+++ DATA EXCERPTS +++

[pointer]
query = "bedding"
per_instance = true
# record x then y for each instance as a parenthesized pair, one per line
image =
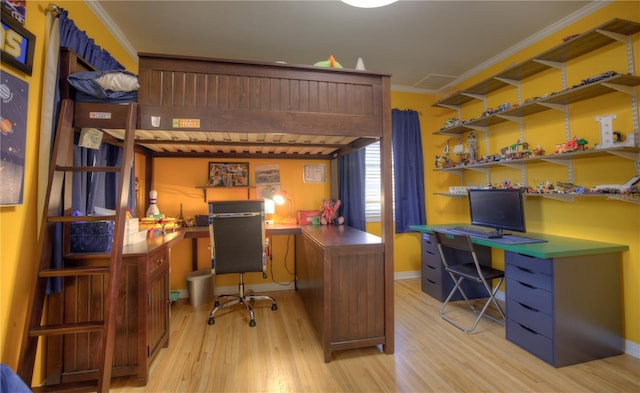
(105, 86)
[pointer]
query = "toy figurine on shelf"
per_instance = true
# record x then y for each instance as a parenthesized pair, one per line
(471, 142)
(153, 210)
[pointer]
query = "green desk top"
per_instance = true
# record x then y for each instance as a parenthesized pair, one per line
(554, 247)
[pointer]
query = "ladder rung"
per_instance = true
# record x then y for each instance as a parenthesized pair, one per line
(79, 218)
(73, 387)
(74, 271)
(67, 328)
(87, 168)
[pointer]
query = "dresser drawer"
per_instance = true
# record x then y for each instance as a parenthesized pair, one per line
(432, 271)
(157, 261)
(532, 264)
(529, 277)
(533, 319)
(428, 243)
(530, 296)
(530, 340)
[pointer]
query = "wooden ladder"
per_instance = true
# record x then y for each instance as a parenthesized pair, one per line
(58, 212)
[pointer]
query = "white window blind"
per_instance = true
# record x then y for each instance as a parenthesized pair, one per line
(373, 184)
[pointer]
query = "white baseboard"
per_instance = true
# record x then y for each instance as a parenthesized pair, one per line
(630, 348)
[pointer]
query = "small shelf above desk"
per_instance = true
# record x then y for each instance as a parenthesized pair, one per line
(205, 188)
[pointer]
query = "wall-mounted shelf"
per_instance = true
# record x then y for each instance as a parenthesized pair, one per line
(614, 30)
(565, 197)
(559, 100)
(205, 188)
(628, 152)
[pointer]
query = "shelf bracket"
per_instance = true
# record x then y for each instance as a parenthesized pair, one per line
(616, 36)
(452, 107)
(511, 82)
(476, 96)
(553, 64)
(631, 90)
(558, 107)
(515, 119)
(481, 129)
(557, 161)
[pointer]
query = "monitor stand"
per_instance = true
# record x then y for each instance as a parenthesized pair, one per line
(496, 235)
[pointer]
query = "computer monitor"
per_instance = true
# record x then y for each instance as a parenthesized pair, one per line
(500, 209)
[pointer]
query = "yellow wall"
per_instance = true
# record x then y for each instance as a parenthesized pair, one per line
(598, 219)
(18, 243)
(614, 221)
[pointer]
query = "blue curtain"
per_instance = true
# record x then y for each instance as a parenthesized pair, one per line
(78, 41)
(351, 178)
(408, 169)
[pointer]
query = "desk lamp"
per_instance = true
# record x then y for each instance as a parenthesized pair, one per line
(280, 198)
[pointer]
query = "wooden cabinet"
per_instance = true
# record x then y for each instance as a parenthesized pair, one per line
(614, 32)
(341, 279)
(436, 282)
(142, 326)
(564, 310)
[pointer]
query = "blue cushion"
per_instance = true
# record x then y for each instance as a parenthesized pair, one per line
(86, 82)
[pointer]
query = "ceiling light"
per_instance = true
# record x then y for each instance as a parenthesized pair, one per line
(368, 3)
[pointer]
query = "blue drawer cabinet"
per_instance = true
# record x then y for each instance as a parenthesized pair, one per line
(564, 310)
(436, 282)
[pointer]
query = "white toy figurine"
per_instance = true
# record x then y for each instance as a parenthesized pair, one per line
(609, 137)
(153, 207)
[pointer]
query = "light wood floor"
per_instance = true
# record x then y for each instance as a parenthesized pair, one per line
(282, 354)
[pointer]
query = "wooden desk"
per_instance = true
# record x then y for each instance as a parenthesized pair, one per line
(339, 273)
(341, 279)
(562, 296)
(142, 327)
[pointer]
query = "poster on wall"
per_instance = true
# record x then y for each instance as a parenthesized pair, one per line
(16, 8)
(14, 94)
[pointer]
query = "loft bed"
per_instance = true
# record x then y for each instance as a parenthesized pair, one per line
(198, 107)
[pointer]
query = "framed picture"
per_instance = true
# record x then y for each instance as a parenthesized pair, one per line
(18, 44)
(315, 173)
(228, 174)
(14, 97)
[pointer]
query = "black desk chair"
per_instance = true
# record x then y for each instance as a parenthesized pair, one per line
(469, 269)
(238, 245)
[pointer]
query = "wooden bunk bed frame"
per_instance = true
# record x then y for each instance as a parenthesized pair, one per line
(198, 107)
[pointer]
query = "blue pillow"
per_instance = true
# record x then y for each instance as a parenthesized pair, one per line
(87, 82)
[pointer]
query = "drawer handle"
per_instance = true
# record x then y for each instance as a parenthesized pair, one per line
(524, 269)
(528, 329)
(526, 285)
(528, 307)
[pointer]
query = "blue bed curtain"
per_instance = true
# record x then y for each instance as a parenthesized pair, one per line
(408, 170)
(84, 184)
(351, 177)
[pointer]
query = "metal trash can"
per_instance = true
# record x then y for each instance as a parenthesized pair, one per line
(201, 286)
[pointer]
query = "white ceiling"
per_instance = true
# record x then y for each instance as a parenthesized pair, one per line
(424, 45)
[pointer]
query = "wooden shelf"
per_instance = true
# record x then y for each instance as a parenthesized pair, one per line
(627, 152)
(584, 43)
(622, 83)
(205, 188)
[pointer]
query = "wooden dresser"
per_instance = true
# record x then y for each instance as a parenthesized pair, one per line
(143, 314)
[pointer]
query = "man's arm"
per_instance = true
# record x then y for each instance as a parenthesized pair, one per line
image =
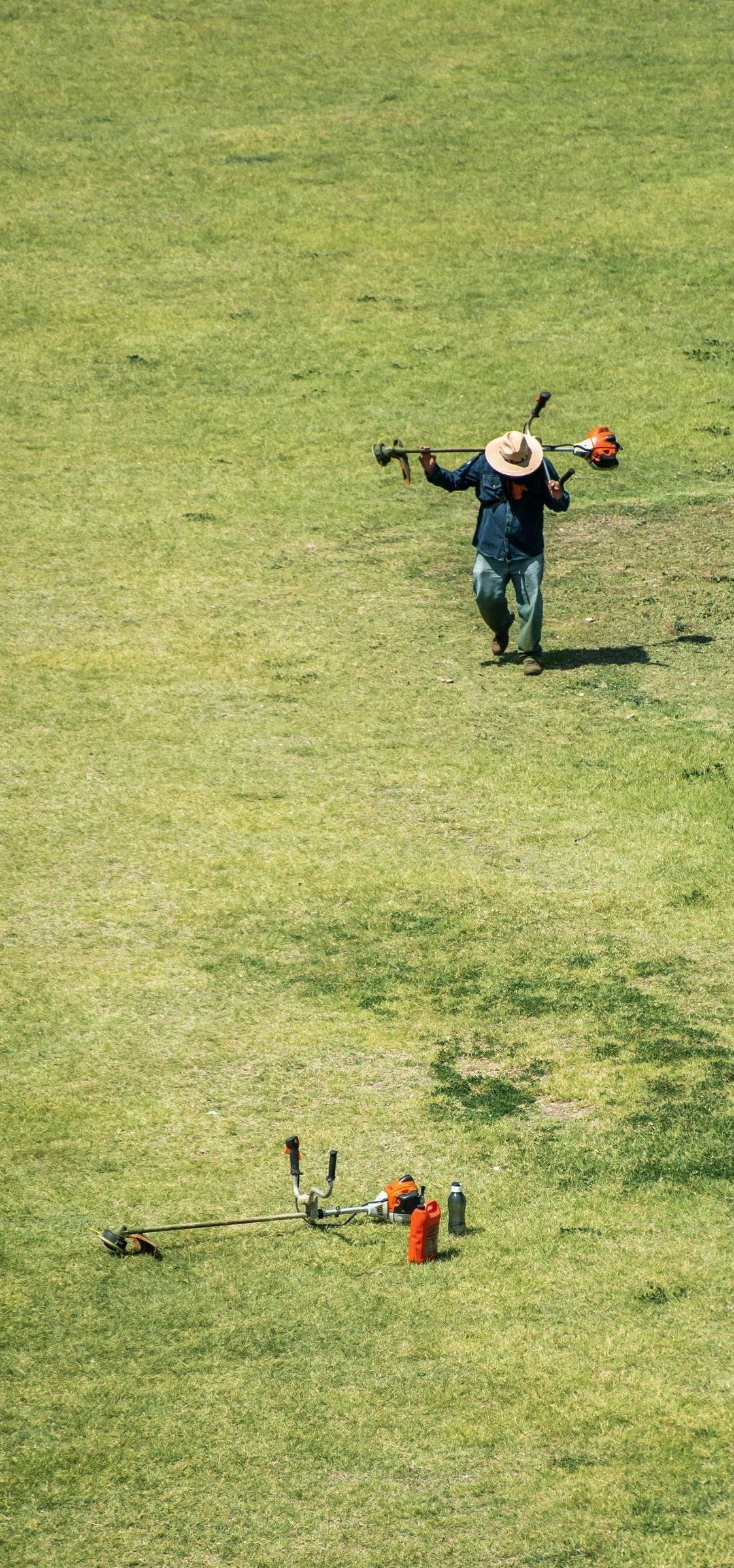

+++

EXERCISE:
From the listing, please work out how many lines contain "drawer". Give the number only.

EXERCISE ANSWER:
3